## SUPPLIED INFORMATION
|---|

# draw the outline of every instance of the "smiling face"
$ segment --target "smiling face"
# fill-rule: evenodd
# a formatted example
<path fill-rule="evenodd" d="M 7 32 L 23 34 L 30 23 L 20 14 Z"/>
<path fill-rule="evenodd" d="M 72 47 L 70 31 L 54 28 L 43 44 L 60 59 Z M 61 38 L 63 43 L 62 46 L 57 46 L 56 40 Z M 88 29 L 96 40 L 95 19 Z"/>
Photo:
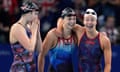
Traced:
<path fill-rule="evenodd" d="M 88 9 L 84 14 L 84 25 L 88 29 L 96 28 L 97 14 L 94 10 Z"/>
<path fill-rule="evenodd" d="M 97 20 L 95 17 L 88 15 L 86 17 L 84 17 L 84 25 L 85 27 L 92 29 L 95 28 L 97 24 Z"/>
<path fill-rule="evenodd" d="M 64 21 L 63 24 L 64 28 L 72 29 L 76 24 L 76 16 L 75 15 L 65 16 L 63 21 Z"/>

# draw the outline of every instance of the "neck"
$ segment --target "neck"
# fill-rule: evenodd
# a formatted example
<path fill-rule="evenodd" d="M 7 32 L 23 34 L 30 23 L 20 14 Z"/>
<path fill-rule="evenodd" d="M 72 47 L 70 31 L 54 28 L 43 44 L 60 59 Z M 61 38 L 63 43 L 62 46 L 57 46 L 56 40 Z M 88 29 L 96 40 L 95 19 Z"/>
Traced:
<path fill-rule="evenodd" d="M 20 18 L 20 20 L 18 21 L 18 23 L 20 23 L 20 24 L 23 25 L 23 26 L 26 26 L 27 21 L 26 21 L 25 18 L 22 16 L 22 17 Z"/>

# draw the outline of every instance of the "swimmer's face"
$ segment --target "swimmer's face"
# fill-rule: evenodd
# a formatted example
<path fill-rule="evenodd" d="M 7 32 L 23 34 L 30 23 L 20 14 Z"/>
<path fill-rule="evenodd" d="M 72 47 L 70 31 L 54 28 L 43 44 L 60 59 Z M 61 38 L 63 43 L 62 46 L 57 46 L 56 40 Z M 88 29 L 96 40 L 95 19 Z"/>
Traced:
<path fill-rule="evenodd" d="M 39 14 L 38 11 L 29 12 L 28 15 L 27 15 L 27 20 L 28 21 L 33 21 L 34 19 L 38 18 L 38 14 Z"/>
<path fill-rule="evenodd" d="M 84 17 L 83 22 L 84 22 L 85 27 L 92 29 L 96 27 L 97 19 L 92 15 L 88 15 Z"/>
<path fill-rule="evenodd" d="M 63 21 L 64 21 L 63 24 L 64 27 L 72 29 L 76 24 L 76 16 L 75 15 L 66 16 L 64 17 Z"/>

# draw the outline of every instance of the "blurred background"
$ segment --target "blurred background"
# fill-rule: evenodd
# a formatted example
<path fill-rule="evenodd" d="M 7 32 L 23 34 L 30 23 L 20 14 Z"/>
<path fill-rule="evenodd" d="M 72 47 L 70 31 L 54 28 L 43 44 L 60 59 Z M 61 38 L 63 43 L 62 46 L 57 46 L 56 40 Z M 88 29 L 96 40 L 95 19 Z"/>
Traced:
<path fill-rule="evenodd" d="M 9 30 L 21 16 L 20 6 L 25 0 L 0 0 L 0 72 L 9 72 L 13 55 L 9 44 Z M 82 24 L 87 8 L 98 14 L 97 30 L 104 31 L 112 44 L 112 72 L 119 72 L 120 65 L 120 0 L 32 0 L 40 7 L 42 40 L 56 27 L 61 11 L 71 7 L 76 11 L 77 23 Z"/>

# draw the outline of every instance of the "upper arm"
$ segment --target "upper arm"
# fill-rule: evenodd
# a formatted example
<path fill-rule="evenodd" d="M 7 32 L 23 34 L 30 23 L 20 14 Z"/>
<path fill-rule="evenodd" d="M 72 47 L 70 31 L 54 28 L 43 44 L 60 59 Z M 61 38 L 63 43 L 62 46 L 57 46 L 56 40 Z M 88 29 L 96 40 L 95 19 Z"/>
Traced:
<path fill-rule="evenodd" d="M 14 31 L 13 36 L 15 37 L 15 39 L 24 48 L 29 48 L 29 46 L 30 46 L 30 40 L 29 40 L 29 37 L 26 34 L 25 29 L 22 26 L 16 26 L 16 27 L 14 27 L 13 31 Z"/>
<path fill-rule="evenodd" d="M 54 41 L 55 41 L 55 35 L 53 33 L 53 31 L 49 31 L 43 41 L 43 45 L 42 45 L 42 54 L 43 56 L 45 56 L 47 54 L 47 52 L 49 51 L 49 49 L 51 49 L 54 45 Z"/>

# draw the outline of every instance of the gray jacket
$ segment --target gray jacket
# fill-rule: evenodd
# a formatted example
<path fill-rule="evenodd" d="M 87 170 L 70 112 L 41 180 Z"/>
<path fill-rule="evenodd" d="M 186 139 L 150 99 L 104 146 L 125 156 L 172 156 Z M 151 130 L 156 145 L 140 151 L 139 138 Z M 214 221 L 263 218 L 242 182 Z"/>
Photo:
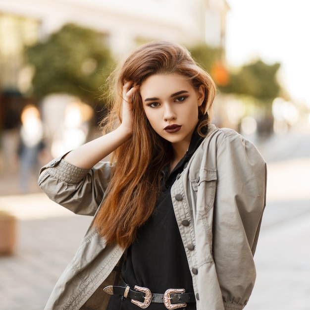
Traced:
<path fill-rule="evenodd" d="M 265 204 L 265 163 L 242 136 L 209 125 L 185 167 L 171 195 L 197 309 L 242 309 L 256 278 L 253 255 Z M 94 215 L 110 168 L 101 162 L 83 169 L 59 157 L 42 168 L 39 184 L 74 213 Z M 102 289 L 113 283 L 113 268 L 123 253 L 117 245 L 107 246 L 91 226 L 46 310 L 105 309 L 109 295 Z"/>

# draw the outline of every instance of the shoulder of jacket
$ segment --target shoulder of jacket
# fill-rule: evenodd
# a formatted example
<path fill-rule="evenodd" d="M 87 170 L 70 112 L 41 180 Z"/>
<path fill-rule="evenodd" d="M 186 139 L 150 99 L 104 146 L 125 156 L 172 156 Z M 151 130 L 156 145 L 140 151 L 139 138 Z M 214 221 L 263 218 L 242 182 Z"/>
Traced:
<path fill-rule="evenodd" d="M 206 137 L 206 139 L 211 138 L 212 136 L 221 136 L 223 139 L 228 138 L 229 137 L 241 137 L 242 136 L 238 132 L 231 128 L 217 127 L 213 124 L 209 124 L 207 134 Z"/>

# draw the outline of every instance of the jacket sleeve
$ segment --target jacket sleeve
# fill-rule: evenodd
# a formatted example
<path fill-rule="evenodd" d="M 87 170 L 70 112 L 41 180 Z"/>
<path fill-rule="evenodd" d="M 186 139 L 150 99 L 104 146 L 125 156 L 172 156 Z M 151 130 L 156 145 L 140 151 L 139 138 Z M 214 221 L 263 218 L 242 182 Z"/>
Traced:
<path fill-rule="evenodd" d="M 79 168 L 57 157 L 43 167 L 38 184 L 48 197 L 79 214 L 94 215 L 108 184 L 109 162 L 91 169 Z"/>
<path fill-rule="evenodd" d="M 251 295 L 253 259 L 265 205 L 266 163 L 255 147 L 232 130 L 218 141 L 213 254 L 225 309 Z"/>

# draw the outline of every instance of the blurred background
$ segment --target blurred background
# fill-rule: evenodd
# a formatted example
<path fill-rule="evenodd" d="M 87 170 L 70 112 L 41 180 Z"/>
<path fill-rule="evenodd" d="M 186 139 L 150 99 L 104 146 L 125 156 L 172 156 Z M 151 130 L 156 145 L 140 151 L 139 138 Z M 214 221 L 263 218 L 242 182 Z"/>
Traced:
<path fill-rule="evenodd" d="M 91 220 L 48 200 L 40 167 L 100 135 L 109 74 L 161 39 L 209 72 L 213 122 L 267 162 L 246 309 L 309 310 L 309 12 L 307 0 L 0 0 L 0 310 L 43 309 Z"/>

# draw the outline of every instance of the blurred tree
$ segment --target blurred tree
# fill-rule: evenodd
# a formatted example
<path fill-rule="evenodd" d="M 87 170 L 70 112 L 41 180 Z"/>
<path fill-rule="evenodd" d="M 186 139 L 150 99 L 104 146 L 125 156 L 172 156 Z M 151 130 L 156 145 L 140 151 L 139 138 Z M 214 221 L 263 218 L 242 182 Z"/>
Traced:
<path fill-rule="evenodd" d="M 102 34 L 73 24 L 28 48 L 26 55 L 35 68 L 34 95 L 65 93 L 91 104 L 102 94 L 104 69 L 110 70 L 112 63 Z"/>
<path fill-rule="evenodd" d="M 193 58 L 202 68 L 210 72 L 215 63 L 221 58 L 221 49 L 211 48 L 207 45 L 200 45 L 189 48 Z"/>
<path fill-rule="evenodd" d="M 237 73 L 231 73 L 230 81 L 220 87 L 223 93 L 252 96 L 260 103 L 266 113 L 271 112 L 272 103 L 281 91 L 277 80 L 280 63 L 268 65 L 261 60 L 242 67 Z"/>

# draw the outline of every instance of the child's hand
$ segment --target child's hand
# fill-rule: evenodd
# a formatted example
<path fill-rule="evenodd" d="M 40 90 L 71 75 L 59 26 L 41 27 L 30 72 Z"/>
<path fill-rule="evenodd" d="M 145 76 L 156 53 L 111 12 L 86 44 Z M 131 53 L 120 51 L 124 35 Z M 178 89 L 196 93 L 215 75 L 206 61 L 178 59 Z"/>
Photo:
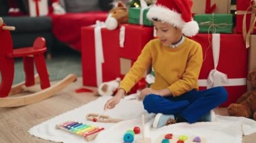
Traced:
<path fill-rule="evenodd" d="M 147 96 L 149 94 L 156 94 L 156 95 L 159 95 L 158 91 L 154 90 L 150 88 L 146 88 L 143 89 L 139 94 L 139 99 L 143 99 L 146 96 Z"/>
<path fill-rule="evenodd" d="M 117 94 L 106 101 L 104 106 L 104 109 L 106 110 L 107 109 L 110 109 L 114 108 L 115 106 L 119 103 L 121 99 L 125 95 L 125 91 L 123 89 L 119 89 Z"/>

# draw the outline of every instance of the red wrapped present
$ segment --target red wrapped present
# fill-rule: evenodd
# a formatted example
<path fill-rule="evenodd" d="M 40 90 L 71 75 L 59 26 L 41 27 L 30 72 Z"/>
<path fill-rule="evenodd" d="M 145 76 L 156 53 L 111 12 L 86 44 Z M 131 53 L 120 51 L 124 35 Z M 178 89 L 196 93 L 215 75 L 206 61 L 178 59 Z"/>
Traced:
<path fill-rule="evenodd" d="M 228 99 L 220 106 L 235 103 L 247 91 L 248 50 L 243 35 L 199 34 L 192 39 L 201 44 L 203 52 L 199 89 L 224 86 Z"/>
<path fill-rule="evenodd" d="M 236 32 L 243 33 L 247 48 L 250 46 L 250 34 L 256 34 L 255 13 L 256 0 L 237 0 Z"/>
<path fill-rule="evenodd" d="M 82 28 L 83 85 L 98 86 L 120 76 L 119 29 Z"/>
<path fill-rule="evenodd" d="M 153 29 L 139 25 L 122 25 L 121 30 L 124 32 L 124 39 L 120 41 L 124 43 L 123 46 L 120 44 L 121 57 L 136 60 L 144 46 L 153 39 Z"/>
<path fill-rule="evenodd" d="M 47 0 L 28 0 L 30 15 L 32 17 L 48 15 Z"/>
<path fill-rule="evenodd" d="M 248 70 L 256 70 L 256 35 L 251 36 L 251 47 L 249 48 Z M 247 90 L 253 89 L 251 82 L 247 82 Z"/>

|---|

## EXERCISE REQUIREMENTS
Please print the records unchanged, starting with the line that contains "# draw the outline of every instance of the shoulder" and going on through the line that contains "251 295 L 253".

## WORKED ANSWER
# draw the outline of every instance of the shoulder of jacket
$ segment --target shoulder of jacket
# fill-rule: evenodd
# a formatted example
<path fill-rule="evenodd" d="M 87 170 L 70 112 L 41 180 Z"/>
<path fill-rule="evenodd" d="M 186 139 L 150 99 L 104 146 L 125 156 L 172 156 Z M 151 130 L 156 145 L 140 151 L 139 138 Z M 214 221 L 263 218 L 242 182 Z"/>
Traced:
<path fill-rule="evenodd" d="M 206 137 L 206 139 L 211 138 L 212 136 L 221 136 L 223 139 L 228 138 L 229 137 L 241 137 L 242 136 L 238 132 L 231 128 L 217 127 L 213 124 L 209 124 L 207 134 Z"/>

# draw the outline of every instance of the jacket sleeve
$ segment --target jacket sleeve
# fill-rule: evenodd
# a formatted example
<path fill-rule="evenodd" d="M 87 170 L 70 112 L 41 180 Z"/>
<path fill-rule="evenodd" d="M 186 139 L 150 99 L 104 146 L 125 156 L 172 156 Z M 151 130 L 156 145 L 140 151 L 139 138 Z M 214 221 L 263 218 L 242 182 Z"/>
Traced:
<path fill-rule="evenodd" d="M 79 168 L 57 157 L 43 167 L 38 184 L 48 197 L 79 214 L 94 215 L 108 184 L 109 162 L 91 169 Z"/>
<path fill-rule="evenodd" d="M 251 295 L 253 259 L 265 205 L 266 163 L 255 147 L 232 130 L 218 141 L 213 254 L 225 309 Z"/>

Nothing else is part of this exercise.